------ Texte à lire

L'aveuglement de l'Américain Chomsky est d'autant plus étrange qu'outre les idées assez saines de Bloomfield sur l'origine du langage, dans les années 1930, il a dû connaître celles de Peirce, contemporain de Saussure autour de 1900. Participant du transcendantalisme américain d'Emerson, Peirce, créateur d'une sémiotique générale, ne crut jamais que le signifiant « CHEVAL » renvoyait à un signifié <cheval> seulement conceptuel, mais bien à des équidés dans des prairies, quitte à ce que ceux-ci soient visés à travers le filtre d'une idée de <chevaléité>. Il y avait alors à se demander si celle-ci était purement arbitraire (nominalisme médiéval d'Occam), ou découlait de l'ordre essentiel des choses (réalisme médiéval platonicien et aristotélicien), ou encore d'une distinction formelle fondée du côté de l'objet, selon la fameuse « distinctio formalis a parte rei » de Duns Scot, qu'il déclarait partager. Là, le langage et tous les systèmes de signes n'étaient pas de purs jeux de différences à la Saussure. Quand il faisait de la linguistique, le linguiste savait qu'il y avait quelque chose derrière sa porte. Et autre chose que de purs « référents » sans consistance propre. Pour « CHEVAL », des chevaux, dont il était sûr du moins qu'ils n'étaient pas des zébres. Pour Pierre d'Espagne, le signe était le désignant d'un désigné réel. On ne s'étonnera pas que Peirce ait été le premier à saisir la sémiotique de la photographie, en y confondant malheureusement les aspects d'indicialité et d'indexation. En partie à cause de la langue anglaise, en partie par sa volonté trinitariste de ne vouloir que trois modalités de l'Etre, Firstness, Secondness, Thirdness.

------------

• Consigne 1
Dans le texte sur Peirce et la sémiotique, quelle distinction de Duns Scot Peirce déclarait-il partager ?
• Consigne 2
Reprenez le texte sur la sémiotique de Peirce juste après sa dernière phrase et poursuivez-le.
Les enregistrements ne sont pas nécessaires pour ce travail.

------ Données fournies

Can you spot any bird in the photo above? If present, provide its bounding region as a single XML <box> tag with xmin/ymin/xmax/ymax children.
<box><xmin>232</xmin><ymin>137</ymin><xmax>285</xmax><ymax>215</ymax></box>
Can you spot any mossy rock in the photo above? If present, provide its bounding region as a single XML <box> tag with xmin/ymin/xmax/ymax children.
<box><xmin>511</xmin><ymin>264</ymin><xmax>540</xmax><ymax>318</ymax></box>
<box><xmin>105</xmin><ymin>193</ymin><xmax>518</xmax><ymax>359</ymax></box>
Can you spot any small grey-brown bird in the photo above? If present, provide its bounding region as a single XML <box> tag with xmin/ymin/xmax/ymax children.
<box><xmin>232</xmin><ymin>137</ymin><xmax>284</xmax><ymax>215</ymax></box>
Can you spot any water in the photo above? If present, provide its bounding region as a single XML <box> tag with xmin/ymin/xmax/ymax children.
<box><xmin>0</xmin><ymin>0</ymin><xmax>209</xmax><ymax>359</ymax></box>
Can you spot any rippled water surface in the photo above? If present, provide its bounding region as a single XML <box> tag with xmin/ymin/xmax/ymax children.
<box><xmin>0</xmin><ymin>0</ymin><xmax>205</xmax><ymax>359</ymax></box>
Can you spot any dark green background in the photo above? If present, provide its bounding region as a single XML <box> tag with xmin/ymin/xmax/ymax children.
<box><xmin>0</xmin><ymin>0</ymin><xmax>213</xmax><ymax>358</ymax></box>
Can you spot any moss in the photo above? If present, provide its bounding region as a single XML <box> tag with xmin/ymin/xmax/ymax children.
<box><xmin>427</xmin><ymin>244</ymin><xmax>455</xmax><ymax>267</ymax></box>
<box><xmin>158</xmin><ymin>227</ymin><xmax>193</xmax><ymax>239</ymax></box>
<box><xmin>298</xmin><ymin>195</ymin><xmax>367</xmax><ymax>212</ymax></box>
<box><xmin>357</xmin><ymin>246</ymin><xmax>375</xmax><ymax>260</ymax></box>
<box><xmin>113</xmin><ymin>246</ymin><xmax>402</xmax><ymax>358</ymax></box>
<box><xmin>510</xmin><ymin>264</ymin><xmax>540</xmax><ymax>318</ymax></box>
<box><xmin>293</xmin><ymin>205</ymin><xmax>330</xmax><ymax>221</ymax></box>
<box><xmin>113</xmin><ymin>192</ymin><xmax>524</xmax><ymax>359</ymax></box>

------------

• Réponse 1
La « distinctio formalis a parte rei », une distinction formelle fondée du côté de l'objet.

• Réponse 2
 

Il n'y a alors rien à ajouter sur le structuralisme culturel de Lévi-Strauss, qui fit une lecture des cultures à partir de la linguistique de Jakobson. N'atteignant pas le sens, il affirma que le sens appartenait à la « philosophie pour midinettes » qu'était à ses yeux la phénoménologie. Dans un volume des « Chemins de la création » (Skira), l'opposition bouche ouverte / bouche fermée entre deux tribus amérindiennes voisines fut interprétée comme purement distinctive, sans signification particulière de l'Ouvert et du Fermé comme tels. « Dans la langue, il n'y a que des différences », disait Saussure ; entre les cultures, il n'y a aussi que des différences, insista Lévi-Strauss, qui considérait les œuvres d'art comme des « modèles réduits » des différences retenues par chaque société, sans prise en compte des rythmiques significatives de leurs effets de champ perceptivo-moteurs et logico-sémiotiques. Attachement d'autant plus intempestif au prestige du tiers exclu (binariste, booléen) du MONDE 2 aristotélicien que les logiciens toposistes ses contemporains commençaient à méditer sous ses yeux une logique des faisceaux, dévalorisant le tiers exclu.

 

Mais revenons un instant sur les photos de neurones et de connexions neuroniques des années 1902-6. On aurait pu croire qu'elles remettraient tout à plat en une ou deux décennies. Mais Homo, primate indicilisant et indexateur, a une préférence invincible pour l'à-peu-près, la citation prestigieuse et infondée, les sorcelleries et magies du verbe et du geste, depuis l'Avesta mazdéen jusqu'à Harry Potter. Dans les sciences physiques, pourtant le champ privilégié du contrôlable, il a mis près de deux millénaires à accepter les expérimentations imparables d'Archimède. Combien de temps mettra-t-il à accepter certaines évidences dans les sciences humaines, où tout se prête aux flottements ?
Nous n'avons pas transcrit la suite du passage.